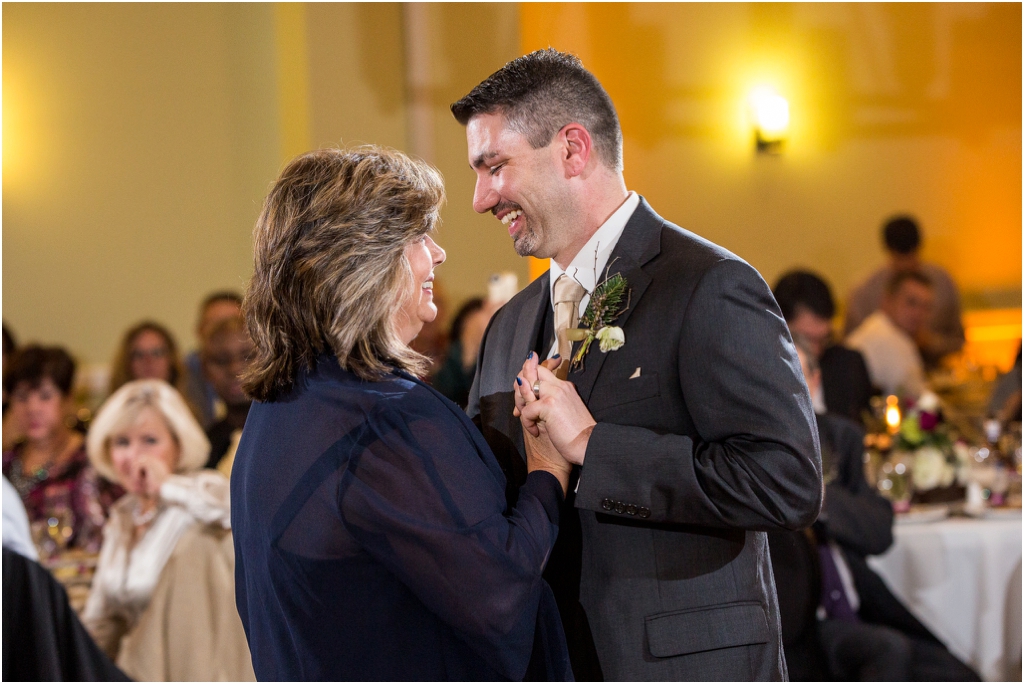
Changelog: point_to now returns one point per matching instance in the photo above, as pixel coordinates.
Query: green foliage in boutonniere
(605, 305)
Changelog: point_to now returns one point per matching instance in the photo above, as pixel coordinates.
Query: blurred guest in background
(840, 621)
(16, 532)
(886, 337)
(1005, 403)
(199, 391)
(162, 601)
(225, 353)
(65, 497)
(147, 351)
(43, 639)
(11, 434)
(808, 307)
(456, 377)
(943, 332)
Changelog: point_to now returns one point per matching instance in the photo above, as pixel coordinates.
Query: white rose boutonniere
(609, 299)
(610, 338)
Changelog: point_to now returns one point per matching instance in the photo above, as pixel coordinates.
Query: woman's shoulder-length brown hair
(330, 270)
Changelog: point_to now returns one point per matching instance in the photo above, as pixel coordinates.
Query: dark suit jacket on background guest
(704, 437)
(845, 382)
(856, 518)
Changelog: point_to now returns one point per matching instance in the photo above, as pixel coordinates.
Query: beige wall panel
(138, 143)
(894, 108)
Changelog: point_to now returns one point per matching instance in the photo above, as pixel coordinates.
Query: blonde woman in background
(147, 351)
(162, 602)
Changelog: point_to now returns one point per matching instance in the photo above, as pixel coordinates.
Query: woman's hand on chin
(146, 477)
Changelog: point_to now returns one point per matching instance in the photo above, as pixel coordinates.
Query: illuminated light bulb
(771, 118)
(892, 414)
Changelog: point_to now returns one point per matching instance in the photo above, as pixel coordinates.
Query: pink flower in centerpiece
(929, 421)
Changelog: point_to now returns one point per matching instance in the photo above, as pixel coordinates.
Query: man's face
(524, 188)
(904, 262)
(909, 306)
(814, 330)
(224, 358)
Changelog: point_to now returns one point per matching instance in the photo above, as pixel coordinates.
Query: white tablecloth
(963, 580)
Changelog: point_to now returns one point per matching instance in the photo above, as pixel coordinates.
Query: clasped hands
(556, 423)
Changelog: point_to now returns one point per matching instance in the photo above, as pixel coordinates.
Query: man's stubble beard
(526, 242)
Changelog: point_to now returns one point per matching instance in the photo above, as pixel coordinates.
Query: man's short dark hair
(898, 279)
(34, 364)
(541, 92)
(802, 288)
(901, 234)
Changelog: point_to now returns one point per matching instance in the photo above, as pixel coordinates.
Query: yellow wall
(894, 108)
(138, 140)
(138, 143)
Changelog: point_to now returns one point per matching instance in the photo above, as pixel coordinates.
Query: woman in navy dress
(371, 531)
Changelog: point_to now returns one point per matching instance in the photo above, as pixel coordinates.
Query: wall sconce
(771, 119)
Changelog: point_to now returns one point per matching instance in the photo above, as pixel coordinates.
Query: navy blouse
(372, 541)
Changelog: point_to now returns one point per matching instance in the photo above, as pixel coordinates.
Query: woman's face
(39, 411)
(424, 255)
(150, 356)
(135, 446)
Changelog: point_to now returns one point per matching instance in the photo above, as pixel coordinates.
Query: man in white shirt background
(886, 338)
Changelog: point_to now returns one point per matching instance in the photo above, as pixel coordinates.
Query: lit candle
(892, 414)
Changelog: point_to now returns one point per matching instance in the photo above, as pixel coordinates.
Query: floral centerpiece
(938, 463)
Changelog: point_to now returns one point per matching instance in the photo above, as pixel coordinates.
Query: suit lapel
(528, 326)
(640, 242)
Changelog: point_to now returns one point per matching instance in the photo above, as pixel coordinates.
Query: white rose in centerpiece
(610, 338)
(931, 470)
(929, 401)
(963, 455)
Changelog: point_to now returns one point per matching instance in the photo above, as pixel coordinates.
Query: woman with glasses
(147, 351)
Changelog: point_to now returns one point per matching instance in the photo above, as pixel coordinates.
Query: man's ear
(578, 147)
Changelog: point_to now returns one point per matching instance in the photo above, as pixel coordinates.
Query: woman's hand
(147, 474)
(542, 455)
(557, 414)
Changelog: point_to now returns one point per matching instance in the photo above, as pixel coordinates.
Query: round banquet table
(962, 578)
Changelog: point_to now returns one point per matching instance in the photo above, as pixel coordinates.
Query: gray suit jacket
(712, 443)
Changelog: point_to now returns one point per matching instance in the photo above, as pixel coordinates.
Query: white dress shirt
(893, 360)
(588, 266)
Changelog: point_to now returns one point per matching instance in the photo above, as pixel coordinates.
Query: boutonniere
(606, 304)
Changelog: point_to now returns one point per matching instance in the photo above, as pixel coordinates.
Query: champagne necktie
(567, 296)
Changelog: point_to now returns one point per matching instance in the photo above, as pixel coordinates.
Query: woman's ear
(578, 147)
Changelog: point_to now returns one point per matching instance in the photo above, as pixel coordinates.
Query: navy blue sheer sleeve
(425, 499)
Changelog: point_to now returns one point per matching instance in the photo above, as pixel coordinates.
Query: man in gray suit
(689, 440)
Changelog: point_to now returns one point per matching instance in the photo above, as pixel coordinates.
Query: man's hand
(558, 414)
(542, 455)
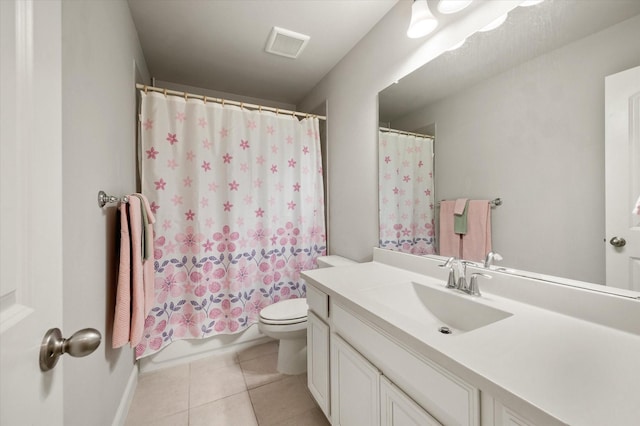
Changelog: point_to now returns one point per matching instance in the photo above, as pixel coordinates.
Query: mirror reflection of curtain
(406, 193)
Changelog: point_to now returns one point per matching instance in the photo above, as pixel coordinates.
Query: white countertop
(538, 362)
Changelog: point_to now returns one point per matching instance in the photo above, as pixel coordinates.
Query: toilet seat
(285, 312)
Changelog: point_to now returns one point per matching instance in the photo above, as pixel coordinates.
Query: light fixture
(457, 45)
(495, 24)
(422, 20)
(452, 6)
(530, 3)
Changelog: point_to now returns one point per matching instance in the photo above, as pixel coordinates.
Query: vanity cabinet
(504, 416)
(397, 409)
(360, 375)
(318, 355)
(355, 387)
(318, 361)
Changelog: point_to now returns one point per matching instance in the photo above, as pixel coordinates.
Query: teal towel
(460, 221)
(146, 250)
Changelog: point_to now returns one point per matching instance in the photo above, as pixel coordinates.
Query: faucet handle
(450, 263)
(473, 289)
(491, 256)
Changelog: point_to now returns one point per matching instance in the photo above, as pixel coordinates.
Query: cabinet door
(318, 361)
(397, 409)
(355, 387)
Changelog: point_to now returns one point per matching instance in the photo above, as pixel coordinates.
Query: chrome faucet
(473, 288)
(458, 276)
(452, 264)
(491, 256)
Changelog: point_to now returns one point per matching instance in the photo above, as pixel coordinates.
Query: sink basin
(441, 307)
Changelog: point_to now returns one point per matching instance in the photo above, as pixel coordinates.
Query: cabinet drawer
(318, 302)
(445, 396)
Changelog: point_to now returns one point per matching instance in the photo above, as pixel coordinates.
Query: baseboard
(127, 396)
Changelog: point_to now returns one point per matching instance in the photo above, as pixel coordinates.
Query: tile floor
(237, 389)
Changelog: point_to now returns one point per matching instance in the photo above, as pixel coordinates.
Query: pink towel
(122, 316)
(137, 275)
(449, 240)
(459, 206)
(476, 243)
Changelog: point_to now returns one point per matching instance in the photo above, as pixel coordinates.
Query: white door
(622, 176)
(30, 208)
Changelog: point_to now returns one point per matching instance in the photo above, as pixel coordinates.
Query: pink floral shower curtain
(406, 193)
(239, 209)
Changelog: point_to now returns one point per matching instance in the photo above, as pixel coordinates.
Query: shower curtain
(239, 208)
(406, 193)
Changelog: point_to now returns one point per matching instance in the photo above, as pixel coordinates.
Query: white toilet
(287, 321)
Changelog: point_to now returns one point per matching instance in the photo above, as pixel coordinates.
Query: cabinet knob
(618, 242)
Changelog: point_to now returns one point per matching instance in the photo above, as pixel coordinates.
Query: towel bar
(493, 203)
(104, 199)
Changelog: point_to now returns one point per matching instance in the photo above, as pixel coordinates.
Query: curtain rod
(402, 132)
(221, 101)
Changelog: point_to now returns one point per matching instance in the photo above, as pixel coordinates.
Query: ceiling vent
(286, 43)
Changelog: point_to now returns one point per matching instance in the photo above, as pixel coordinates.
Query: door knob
(80, 344)
(618, 242)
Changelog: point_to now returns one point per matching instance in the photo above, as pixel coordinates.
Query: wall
(540, 147)
(350, 90)
(100, 49)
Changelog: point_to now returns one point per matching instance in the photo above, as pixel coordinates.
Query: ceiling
(528, 32)
(219, 44)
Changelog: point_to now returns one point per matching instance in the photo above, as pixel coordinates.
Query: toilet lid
(285, 311)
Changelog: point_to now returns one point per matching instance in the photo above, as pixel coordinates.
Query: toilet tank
(329, 261)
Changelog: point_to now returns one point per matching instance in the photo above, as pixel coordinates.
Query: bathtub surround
(205, 167)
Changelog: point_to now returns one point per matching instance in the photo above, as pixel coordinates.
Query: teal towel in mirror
(460, 220)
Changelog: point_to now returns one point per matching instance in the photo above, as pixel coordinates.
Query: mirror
(518, 114)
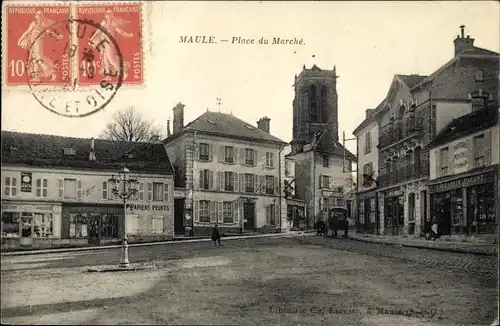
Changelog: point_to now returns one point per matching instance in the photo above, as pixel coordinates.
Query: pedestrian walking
(216, 235)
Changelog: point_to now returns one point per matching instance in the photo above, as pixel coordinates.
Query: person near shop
(216, 235)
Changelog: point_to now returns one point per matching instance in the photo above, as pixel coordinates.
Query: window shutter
(487, 148)
(196, 150)
(210, 152)
(243, 156)
(221, 180)
(236, 154)
(221, 212)
(242, 182)
(61, 188)
(263, 184)
(196, 211)
(150, 191)
(165, 192)
(211, 180)
(201, 179)
(141, 191)
(213, 212)
(78, 189)
(236, 212)
(277, 215)
(222, 153)
(236, 181)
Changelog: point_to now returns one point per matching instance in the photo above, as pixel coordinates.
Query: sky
(368, 42)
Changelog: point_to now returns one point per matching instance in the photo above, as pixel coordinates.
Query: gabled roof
(370, 118)
(48, 151)
(475, 51)
(465, 125)
(411, 80)
(226, 125)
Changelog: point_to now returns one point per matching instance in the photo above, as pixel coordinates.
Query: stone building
(231, 174)
(56, 191)
(322, 165)
(414, 111)
(463, 178)
(366, 196)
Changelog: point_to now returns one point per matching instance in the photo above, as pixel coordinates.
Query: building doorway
(249, 216)
(179, 216)
(94, 229)
(26, 229)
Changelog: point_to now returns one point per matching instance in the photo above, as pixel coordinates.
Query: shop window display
(43, 225)
(10, 224)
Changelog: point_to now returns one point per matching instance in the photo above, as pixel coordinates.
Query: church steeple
(315, 108)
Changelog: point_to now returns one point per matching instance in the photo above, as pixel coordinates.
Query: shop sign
(463, 182)
(26, 181)
(94, 209)
(460, 158)
(394, 193)
(145, 207)
(27, 208)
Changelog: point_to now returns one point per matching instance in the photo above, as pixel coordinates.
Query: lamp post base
(124, 263)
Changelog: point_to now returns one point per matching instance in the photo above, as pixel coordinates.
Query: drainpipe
(279, 186)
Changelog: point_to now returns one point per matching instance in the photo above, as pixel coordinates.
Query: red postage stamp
(37, 45)
(98, 57)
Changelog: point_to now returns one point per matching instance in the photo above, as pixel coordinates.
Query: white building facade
(233, 174)
(57, 192)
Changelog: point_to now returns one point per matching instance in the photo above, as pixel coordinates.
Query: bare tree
(130, 125)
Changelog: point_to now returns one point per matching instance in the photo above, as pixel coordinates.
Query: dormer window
(479, 76)
(69, 151)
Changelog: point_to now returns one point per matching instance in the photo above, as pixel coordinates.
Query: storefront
(28, 224)
(92, 224)
(464, 205)
(367, 212)
(394, 212)
(296, 214)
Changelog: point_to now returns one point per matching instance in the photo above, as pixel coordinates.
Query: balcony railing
(398, 132)
(407, 173)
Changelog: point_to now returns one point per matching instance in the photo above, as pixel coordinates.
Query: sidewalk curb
(204, 239)
(456, 250)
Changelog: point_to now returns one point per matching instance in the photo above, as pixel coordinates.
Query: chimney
(463, 43)
(264, 123)
(92, 150)
(178, 117)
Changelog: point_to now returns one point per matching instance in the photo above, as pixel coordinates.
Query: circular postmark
(68, 99)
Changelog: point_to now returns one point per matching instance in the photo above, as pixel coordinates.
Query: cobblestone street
(300, 279)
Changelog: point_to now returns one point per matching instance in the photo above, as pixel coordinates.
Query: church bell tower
(315, 109)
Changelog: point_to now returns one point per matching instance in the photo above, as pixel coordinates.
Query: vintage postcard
(250, 162)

· · · · · · ·

**To do:**
Give back, word for word, only the lines from the one containing "Query: circular postmark" through the closing line of the entries.

**Output for this task:**
Query: circular postmark
(68, 99)
Changelog: point_to now returns one point per matching instance in the photo above, as pixel coordinates.
Query: cobblestone street
(300, 279)
Changelog: point_to now returns one point per matching instance in the photo above, as pixel coordinates.
Query: church bell tower
(315, 109)
Changelog: point_to now returns one point per matching instance in the photo above, as pixel coordinates.
Query: vintage postcard
(250, 162)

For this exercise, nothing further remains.